### Aufgabenstellung
Benennen Sie in den Zeilen ab der Zeile mit „[tag] bare tree (a point for each instance)“ bis einschließlich der Zeile mit „(1175, 764)“ den Ausdruck „green grass“ in „lush grass“ um. Geben Sie nur diese Zeilen wieder und lassen Sie alles Übrige unverändert.

______________________________

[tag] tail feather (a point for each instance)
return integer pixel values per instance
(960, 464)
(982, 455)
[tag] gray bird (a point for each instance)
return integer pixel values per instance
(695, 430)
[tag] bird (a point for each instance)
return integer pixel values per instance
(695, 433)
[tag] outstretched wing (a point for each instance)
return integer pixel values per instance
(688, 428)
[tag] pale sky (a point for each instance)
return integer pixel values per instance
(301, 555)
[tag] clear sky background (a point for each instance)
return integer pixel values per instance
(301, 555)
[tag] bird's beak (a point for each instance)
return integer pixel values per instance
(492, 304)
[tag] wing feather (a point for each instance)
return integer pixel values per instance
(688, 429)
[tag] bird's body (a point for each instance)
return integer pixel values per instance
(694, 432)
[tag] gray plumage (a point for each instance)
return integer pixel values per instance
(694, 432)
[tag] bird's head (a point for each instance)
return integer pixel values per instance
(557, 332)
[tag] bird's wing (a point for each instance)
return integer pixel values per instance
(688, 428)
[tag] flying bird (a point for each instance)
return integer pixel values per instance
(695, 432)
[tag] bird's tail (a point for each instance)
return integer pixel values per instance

______________________________

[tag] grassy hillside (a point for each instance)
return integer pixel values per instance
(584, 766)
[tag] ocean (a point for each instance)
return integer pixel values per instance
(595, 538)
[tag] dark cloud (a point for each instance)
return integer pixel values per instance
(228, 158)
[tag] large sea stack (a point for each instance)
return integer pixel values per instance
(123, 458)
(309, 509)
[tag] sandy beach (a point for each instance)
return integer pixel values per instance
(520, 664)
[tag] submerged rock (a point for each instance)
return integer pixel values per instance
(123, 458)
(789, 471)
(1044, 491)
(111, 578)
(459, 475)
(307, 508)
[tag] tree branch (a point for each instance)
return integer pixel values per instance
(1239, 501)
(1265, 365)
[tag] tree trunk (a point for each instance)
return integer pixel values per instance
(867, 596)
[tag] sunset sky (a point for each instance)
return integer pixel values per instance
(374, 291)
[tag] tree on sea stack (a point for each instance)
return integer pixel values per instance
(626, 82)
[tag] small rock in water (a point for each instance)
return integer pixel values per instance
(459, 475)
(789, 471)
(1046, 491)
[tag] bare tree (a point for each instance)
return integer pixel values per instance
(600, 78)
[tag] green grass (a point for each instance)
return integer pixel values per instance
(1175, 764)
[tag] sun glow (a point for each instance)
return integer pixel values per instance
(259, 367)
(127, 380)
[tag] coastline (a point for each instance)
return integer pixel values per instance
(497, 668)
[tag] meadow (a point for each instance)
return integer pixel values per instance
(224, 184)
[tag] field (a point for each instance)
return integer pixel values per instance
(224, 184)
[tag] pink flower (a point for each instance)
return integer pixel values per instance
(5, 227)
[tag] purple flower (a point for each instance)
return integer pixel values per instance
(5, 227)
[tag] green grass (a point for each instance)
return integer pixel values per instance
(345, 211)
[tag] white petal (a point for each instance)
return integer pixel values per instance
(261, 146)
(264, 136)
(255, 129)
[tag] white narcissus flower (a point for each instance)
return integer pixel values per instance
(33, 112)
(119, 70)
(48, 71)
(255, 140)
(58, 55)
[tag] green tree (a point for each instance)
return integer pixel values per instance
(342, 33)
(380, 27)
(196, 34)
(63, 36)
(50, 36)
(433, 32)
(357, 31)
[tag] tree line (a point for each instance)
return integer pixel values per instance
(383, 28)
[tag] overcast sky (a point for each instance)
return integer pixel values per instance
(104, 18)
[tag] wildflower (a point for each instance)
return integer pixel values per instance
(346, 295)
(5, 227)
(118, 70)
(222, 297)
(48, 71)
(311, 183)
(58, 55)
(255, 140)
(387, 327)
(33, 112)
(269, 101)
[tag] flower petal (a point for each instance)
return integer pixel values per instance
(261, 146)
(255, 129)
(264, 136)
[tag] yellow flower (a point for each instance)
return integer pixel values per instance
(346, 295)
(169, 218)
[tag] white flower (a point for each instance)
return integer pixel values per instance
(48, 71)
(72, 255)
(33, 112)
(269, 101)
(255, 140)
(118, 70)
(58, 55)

______________________________

### Schriftliche Antwort
[tag] bare tree (a point for each instance)
return integer pixel values per instance
(600, 78)
[tag] lush grass (a point for each instance)
return integer pixel values per instance
(1175, 764)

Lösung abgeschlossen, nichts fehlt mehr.